═════ DADOS ARMAZENADOS ═════

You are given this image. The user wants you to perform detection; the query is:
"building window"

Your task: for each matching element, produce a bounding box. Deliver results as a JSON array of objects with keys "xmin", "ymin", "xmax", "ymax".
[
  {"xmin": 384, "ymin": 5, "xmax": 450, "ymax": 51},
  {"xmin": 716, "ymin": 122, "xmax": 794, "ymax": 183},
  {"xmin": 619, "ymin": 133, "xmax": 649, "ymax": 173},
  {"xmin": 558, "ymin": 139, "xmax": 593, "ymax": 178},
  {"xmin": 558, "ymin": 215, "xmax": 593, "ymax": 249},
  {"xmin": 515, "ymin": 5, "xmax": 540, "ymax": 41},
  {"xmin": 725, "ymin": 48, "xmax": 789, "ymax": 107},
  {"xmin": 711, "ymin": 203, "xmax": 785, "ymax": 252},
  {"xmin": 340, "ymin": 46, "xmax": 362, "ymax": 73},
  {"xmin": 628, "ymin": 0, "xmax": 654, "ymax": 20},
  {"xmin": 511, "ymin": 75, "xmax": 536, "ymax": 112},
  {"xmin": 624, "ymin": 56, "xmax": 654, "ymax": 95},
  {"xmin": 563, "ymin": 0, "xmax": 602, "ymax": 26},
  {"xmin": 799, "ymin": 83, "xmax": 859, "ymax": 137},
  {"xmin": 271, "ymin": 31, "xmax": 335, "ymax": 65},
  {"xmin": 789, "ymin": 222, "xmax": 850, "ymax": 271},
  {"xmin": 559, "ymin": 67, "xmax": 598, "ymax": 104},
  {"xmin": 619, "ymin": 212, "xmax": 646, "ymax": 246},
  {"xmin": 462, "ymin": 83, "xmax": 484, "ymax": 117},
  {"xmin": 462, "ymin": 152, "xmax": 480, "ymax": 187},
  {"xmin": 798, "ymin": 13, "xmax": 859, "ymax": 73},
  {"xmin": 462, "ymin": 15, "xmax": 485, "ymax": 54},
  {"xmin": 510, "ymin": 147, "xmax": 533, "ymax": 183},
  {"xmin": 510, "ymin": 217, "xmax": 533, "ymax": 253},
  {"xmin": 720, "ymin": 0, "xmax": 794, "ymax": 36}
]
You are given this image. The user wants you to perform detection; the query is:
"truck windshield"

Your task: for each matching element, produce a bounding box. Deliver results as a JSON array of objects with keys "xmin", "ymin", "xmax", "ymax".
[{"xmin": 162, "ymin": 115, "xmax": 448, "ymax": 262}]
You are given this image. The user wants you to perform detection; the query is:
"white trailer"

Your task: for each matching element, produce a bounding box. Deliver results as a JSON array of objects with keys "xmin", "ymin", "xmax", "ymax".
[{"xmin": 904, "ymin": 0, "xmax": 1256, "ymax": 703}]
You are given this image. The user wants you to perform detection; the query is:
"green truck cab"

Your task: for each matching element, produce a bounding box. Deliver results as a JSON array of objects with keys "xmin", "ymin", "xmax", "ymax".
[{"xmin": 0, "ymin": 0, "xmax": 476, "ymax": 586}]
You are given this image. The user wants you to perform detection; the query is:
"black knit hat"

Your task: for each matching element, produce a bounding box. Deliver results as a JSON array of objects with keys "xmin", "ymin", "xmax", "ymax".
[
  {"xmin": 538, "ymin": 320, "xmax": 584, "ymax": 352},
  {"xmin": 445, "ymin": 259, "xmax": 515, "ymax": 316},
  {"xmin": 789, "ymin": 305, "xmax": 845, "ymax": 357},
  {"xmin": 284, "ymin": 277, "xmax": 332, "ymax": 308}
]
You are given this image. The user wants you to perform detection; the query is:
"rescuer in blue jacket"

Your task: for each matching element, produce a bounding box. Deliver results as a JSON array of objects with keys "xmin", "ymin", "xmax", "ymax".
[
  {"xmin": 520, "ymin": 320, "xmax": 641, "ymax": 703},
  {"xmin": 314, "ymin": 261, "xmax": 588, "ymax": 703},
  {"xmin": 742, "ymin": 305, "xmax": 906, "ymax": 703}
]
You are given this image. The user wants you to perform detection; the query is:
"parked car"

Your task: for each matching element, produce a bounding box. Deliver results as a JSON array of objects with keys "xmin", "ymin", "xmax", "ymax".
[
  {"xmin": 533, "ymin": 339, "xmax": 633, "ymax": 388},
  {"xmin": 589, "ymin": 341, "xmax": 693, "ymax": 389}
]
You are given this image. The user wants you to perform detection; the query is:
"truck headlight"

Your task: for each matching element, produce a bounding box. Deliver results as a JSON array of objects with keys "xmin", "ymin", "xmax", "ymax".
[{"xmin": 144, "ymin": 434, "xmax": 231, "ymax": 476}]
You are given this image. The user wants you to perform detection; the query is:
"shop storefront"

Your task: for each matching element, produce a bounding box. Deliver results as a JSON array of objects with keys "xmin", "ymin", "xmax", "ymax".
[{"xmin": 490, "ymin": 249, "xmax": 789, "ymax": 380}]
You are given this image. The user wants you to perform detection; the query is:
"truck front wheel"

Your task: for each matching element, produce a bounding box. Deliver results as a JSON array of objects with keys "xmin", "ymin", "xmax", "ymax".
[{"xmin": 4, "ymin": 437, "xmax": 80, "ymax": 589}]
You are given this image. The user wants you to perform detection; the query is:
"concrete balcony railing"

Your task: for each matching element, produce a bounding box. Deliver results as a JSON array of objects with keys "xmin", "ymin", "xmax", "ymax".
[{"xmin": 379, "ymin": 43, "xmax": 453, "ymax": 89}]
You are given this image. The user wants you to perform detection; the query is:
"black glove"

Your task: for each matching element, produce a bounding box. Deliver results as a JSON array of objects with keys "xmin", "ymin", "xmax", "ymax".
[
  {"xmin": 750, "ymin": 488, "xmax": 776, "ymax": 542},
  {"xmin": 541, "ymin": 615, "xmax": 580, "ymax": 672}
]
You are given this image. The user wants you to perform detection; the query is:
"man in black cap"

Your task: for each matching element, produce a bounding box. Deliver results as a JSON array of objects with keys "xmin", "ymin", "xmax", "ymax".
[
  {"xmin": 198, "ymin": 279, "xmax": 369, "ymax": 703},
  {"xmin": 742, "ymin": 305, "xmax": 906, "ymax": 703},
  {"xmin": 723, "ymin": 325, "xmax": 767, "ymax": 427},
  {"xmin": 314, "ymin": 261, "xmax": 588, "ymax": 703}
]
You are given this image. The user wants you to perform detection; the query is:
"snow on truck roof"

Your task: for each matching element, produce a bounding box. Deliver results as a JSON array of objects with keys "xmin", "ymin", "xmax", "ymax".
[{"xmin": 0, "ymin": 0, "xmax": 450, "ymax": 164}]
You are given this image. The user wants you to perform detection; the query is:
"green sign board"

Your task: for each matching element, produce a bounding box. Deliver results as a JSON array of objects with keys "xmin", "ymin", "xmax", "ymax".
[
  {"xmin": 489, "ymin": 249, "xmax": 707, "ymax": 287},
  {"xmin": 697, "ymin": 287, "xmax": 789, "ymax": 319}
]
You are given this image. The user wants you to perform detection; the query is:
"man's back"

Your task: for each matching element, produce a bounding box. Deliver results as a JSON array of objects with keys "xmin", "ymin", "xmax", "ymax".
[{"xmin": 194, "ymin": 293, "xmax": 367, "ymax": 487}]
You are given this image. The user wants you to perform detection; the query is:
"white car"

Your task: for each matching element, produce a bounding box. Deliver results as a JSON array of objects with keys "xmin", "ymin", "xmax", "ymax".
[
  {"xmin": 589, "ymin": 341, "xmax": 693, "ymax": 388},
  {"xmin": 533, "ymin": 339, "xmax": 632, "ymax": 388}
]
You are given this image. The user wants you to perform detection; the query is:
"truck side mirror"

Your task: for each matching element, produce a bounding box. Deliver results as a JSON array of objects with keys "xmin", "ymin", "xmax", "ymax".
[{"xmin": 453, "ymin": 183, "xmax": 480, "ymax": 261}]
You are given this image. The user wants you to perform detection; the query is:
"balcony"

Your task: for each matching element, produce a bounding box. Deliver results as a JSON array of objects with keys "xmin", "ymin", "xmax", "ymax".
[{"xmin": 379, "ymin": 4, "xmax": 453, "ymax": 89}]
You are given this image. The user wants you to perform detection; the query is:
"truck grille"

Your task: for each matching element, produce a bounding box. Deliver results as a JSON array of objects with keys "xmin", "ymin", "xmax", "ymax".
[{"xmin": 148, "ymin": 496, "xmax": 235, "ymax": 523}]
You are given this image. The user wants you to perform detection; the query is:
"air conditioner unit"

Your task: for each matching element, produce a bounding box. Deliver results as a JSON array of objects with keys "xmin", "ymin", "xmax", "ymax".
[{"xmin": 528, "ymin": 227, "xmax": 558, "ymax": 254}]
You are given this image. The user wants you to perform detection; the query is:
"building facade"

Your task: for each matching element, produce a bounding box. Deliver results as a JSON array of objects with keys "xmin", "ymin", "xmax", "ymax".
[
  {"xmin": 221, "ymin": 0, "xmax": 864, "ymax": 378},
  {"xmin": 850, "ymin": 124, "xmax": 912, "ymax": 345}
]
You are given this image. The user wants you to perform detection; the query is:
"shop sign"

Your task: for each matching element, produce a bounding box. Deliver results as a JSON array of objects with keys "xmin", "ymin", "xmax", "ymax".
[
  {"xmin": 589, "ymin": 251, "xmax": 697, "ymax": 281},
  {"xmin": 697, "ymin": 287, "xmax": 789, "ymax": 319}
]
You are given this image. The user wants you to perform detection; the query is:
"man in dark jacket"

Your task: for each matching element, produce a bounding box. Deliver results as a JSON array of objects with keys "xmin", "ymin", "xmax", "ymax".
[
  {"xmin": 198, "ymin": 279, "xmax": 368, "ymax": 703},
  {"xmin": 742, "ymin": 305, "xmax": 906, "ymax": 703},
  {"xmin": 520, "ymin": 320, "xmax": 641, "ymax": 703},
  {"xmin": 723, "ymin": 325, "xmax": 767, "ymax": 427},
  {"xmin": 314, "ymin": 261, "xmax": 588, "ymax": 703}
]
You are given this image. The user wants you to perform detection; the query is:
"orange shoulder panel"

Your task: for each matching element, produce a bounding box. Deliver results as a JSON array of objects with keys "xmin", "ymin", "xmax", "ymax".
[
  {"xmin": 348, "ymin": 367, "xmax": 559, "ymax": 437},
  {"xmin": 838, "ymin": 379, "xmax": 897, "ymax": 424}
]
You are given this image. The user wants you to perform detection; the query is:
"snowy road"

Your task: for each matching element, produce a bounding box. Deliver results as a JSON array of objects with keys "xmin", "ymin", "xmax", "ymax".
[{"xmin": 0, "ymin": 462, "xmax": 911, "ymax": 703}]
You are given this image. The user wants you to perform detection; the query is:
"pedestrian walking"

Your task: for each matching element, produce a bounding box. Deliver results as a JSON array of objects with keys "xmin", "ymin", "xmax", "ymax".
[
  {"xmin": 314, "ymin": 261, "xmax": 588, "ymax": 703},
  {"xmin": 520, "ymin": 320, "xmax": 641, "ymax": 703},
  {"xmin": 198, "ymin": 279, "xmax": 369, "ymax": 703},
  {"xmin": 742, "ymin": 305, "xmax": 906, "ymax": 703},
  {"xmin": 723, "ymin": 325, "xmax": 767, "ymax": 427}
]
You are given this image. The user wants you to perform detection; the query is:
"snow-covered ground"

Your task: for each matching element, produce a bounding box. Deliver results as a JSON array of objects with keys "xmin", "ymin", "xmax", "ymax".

═════

| INSTRUÇÕES |
Selecione nos dados acima todas as linhas que contêm a palavra "black" e copie-as. Diferencie maiúsculas de minúsculas.

| EXERCÍCIO RESOLVIDO |
"black knit hat"
"black glove"
"man in black cap"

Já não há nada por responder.